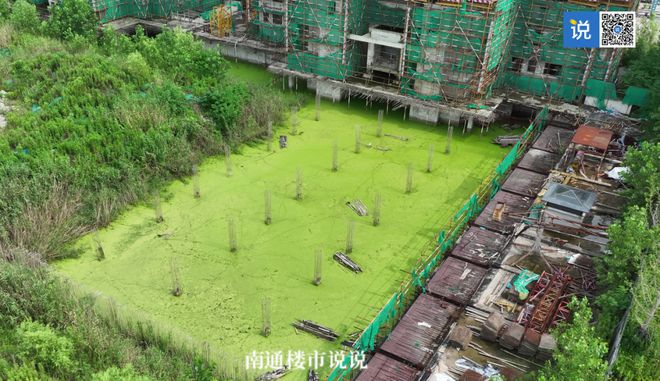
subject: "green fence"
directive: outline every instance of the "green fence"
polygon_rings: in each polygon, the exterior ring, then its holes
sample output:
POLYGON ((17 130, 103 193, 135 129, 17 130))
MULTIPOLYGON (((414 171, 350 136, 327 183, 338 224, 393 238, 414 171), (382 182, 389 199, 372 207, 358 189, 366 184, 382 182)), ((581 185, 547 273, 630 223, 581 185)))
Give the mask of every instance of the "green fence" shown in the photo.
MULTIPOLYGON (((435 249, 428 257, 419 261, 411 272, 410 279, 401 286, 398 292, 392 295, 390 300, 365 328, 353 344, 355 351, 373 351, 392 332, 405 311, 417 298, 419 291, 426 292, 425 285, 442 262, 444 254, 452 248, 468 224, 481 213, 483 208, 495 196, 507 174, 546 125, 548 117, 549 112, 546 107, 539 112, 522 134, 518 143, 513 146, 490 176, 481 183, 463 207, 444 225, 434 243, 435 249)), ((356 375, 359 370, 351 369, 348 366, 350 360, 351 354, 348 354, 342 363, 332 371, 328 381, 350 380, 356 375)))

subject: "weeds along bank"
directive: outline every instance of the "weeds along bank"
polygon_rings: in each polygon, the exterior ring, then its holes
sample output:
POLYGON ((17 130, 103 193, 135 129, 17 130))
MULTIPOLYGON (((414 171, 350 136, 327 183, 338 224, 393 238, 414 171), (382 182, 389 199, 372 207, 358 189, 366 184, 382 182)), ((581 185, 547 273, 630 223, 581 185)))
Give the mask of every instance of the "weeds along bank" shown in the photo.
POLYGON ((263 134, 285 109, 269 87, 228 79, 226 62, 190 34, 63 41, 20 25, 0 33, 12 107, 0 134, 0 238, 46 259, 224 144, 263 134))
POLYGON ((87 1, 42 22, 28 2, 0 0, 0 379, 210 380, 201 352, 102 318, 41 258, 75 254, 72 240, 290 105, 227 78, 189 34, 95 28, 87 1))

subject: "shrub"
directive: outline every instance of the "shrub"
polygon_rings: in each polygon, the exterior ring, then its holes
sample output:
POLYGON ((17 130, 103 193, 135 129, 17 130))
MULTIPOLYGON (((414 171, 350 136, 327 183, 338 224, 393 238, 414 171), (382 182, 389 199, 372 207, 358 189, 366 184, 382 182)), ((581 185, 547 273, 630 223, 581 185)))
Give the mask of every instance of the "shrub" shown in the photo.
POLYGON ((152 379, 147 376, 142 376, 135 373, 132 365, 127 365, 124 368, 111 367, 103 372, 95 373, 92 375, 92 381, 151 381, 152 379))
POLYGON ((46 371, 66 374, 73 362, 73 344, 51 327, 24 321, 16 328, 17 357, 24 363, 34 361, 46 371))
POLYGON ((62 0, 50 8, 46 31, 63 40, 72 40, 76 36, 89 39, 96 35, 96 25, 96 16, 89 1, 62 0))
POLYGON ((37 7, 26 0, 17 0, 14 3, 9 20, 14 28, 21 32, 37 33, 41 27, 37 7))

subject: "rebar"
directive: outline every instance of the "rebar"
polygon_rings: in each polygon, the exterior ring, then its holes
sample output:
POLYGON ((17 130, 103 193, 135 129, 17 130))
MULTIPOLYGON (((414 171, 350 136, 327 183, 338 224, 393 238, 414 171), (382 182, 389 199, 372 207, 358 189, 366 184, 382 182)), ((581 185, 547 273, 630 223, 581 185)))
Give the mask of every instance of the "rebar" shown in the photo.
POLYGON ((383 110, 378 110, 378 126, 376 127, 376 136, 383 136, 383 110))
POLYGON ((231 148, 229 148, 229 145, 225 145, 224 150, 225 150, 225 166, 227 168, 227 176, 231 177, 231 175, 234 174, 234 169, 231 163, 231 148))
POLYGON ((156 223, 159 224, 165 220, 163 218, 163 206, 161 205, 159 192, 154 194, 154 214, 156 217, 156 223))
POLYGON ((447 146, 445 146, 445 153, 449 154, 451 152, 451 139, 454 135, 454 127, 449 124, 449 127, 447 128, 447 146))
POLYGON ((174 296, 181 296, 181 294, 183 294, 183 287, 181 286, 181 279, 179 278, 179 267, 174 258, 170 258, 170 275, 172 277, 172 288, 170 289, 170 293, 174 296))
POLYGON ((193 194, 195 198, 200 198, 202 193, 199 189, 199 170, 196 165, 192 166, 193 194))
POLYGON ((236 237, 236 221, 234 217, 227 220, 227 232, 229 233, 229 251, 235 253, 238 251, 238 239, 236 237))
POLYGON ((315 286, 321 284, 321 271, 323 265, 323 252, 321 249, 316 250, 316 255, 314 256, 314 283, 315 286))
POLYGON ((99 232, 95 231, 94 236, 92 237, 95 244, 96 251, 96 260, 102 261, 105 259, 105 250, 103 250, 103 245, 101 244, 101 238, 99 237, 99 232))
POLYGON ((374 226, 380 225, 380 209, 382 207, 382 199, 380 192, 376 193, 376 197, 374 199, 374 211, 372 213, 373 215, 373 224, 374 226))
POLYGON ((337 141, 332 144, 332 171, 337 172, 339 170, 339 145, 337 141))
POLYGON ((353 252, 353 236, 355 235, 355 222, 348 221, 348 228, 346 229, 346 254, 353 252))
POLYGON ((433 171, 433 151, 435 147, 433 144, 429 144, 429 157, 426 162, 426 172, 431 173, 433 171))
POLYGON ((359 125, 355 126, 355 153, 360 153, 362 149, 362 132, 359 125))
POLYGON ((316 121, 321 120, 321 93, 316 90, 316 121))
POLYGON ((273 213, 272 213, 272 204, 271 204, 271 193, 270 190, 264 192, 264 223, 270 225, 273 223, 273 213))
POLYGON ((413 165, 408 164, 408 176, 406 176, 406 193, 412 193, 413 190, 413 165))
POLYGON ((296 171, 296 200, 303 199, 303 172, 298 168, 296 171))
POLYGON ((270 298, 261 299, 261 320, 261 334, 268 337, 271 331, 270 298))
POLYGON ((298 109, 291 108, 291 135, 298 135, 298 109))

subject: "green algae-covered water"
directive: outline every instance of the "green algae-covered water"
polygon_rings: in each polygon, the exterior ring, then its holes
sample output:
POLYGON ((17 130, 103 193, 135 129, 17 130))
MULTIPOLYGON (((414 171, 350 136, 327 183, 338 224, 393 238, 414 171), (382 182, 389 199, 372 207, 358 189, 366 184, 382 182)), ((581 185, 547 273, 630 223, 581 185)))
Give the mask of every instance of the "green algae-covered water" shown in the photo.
┄┄┄┄┄┄┄┄┄┄┄┄┄┄┄┄┄┄┄┄
WHAT THIS TASK INVOLVES:
Of the lines in the data above, some may include the word "subject"; state how many, with no added words.

COMPLETED TASK:
5